A major project, to restore a landmark hotel in Burnley to its former glory, is underway.
And the couple behind the project to turn around the fortunes of the former Keirby Hotel are very well aware of the major task they have taken on.
"We are aware of all the problems this hotel has faced in the past and its chequered history," said Tony Hussain, a successful interior designer and owner of a thriving furniture company with his wife and business partner Kay.
When looking for a new challenge the couple set their sights on the 48 bedroom Keirby, now re-named The Brun Lea Hotel.
They have taken over as the new tenants and are determined to make a success of the hotel that once welcomed the likes of James Bond himself, Roger Moore and the late singer, TV presenter and national treasure Cilla Black.
Tony said: "The response we have received so far from the public has been positive.
"Several people have called in to congratulate us on what we are doing and one gentleman came in to say his parents held their wedding reception here and he would love to see the place back on its feet again, he got quite emotional telling me about it.
"But we realise there are some people who would love to see the place pulled down also."
Tony would love to find some old photographs of the hotel in its halycon days and he hopes that people who have held functions there in the past, including weddings, will have images they can share with him that he can put on display.
Work has started on breathing new life into the iconic ballroom and piano bar that many people will recall in its heyday.
The huge sprung dancefloor, with its stage and ornate chandeliers surrounded by picture windows, was quite a sight to behold when dressed for a function.
Tony said: "When we came in there were holes all over the walls, it looked a mess and someone had even put a dartboard up next to the bar. But you can clearly see that this used to be a superb venue and it can be once again.
"It needs time, money and patience, this is nothing if not a labour of love."
On the day I was given a sneak preview of the work going on caretaker Dave Joy was busy with a paintbrush in the ballroom which you could describe as an unpolished diamond that needs some tender loving care.
Towering above the Burnley skyline with its distinctive 1960s architecture the Keirby opened for business at the start of that decade, just in time for Burnley FC to celebrate its League Championship victory.

# Supplied material
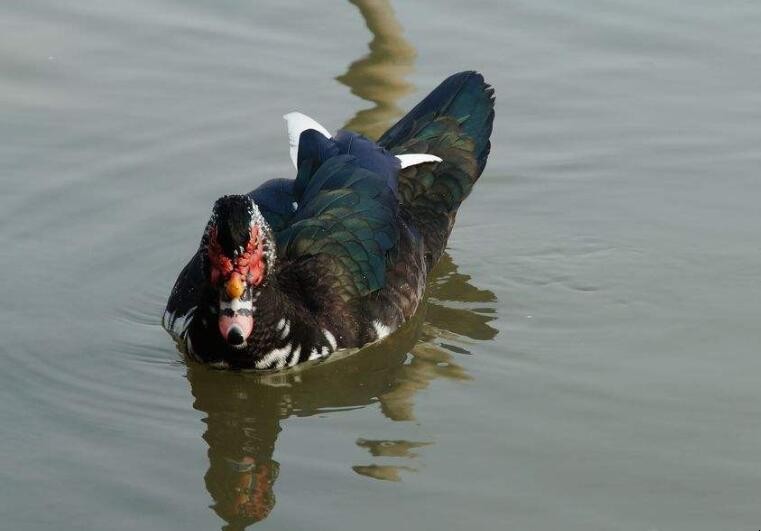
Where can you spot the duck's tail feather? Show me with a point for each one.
(453, 122)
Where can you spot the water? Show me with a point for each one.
(588, 356)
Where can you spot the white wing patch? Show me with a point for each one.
(412, 159)
(297, 123)
(295, 357)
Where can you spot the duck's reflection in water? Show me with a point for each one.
(378, 77)
(244, 410)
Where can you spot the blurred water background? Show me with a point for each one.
(588, 358)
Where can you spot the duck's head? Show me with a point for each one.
(239, 255)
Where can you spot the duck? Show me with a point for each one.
(337, 257)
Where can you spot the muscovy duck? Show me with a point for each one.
(339, 256)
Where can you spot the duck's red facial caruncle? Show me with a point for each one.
(236, 278)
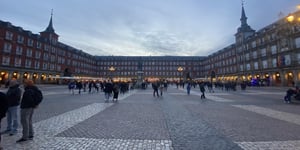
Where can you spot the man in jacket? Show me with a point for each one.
(27, 108)
(14, 96)
(3, 109)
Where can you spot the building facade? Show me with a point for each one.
(44, 59)
(270, 55)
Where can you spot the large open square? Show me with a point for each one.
(253, 119)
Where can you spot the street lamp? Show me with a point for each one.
(111, 69)
(180, 69)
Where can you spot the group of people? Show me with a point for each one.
(11, 101)
(290, 92)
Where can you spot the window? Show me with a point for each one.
(38, 45)
(45, 66)
(30, 42)
(253, 44)
(297, 41)
(263, 52)
(287, 59)
(5, 60)
(248, 67)
(265, 64)
(20, 39)
(247, 56)
(46, 47)
(37, 64)
(46, 56)
(29, 52)
(7, 47)
(18, 62)
(255, 65)
(19, 50)
(27, 63)
(273, 49)
(274, 62)
(8, 35)
(254, 54)
(37, 54)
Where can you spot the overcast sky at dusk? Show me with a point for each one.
(144, 27)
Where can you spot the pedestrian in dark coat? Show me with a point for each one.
(3, 109)
(27, 109)
(14, 97)
(108, 88)
(202, 90)
(115, 92)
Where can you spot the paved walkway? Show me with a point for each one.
(140, 121)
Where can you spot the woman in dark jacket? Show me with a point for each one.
(3, 109)
(27, 108)
(14, 98)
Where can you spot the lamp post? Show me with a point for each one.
(180, 70)
(111, 70)
(286, 57)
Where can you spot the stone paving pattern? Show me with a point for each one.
(175, 121)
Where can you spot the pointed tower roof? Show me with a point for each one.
(50, 26)
(244, 25)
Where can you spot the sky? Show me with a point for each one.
(144, 27)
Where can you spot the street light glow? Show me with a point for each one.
(290, 18)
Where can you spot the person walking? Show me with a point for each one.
(155, 89)
(3, 109)
(29, 102)
(115, 92)
(188, 88)
(14, 97)
(108, 88)
(202, 90)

# Your goal
Copy out the hotel article starting with "They have taken over" and going on through "put on display.", changing "wedding reception" to "anniversary party". The listing plays no part in this work.

# Answer for this exercise
They have taken over as the new tenants and are determined to make a success of the hotel that once welcomed the likes of James Bond himself, Roger Moore and the late singer, TV presenter and national treasure Cilla Black.
Tony said: "The response we have received so far from the public has been positive.
"Several people have called in to congratulate us on what we are doing and one gentleman came in to say his parents held their anniversary party here and he would love to see the place back on its feet again, he got quite emotional telling me about it.
"But we realise there are some people who would love to see the place pulled down also."
Tony would love to find some old photographs of the hotel in its halycon days and he hopes that people who have held functions there in the past, including weddings, will have images they can share with him that he can put on display.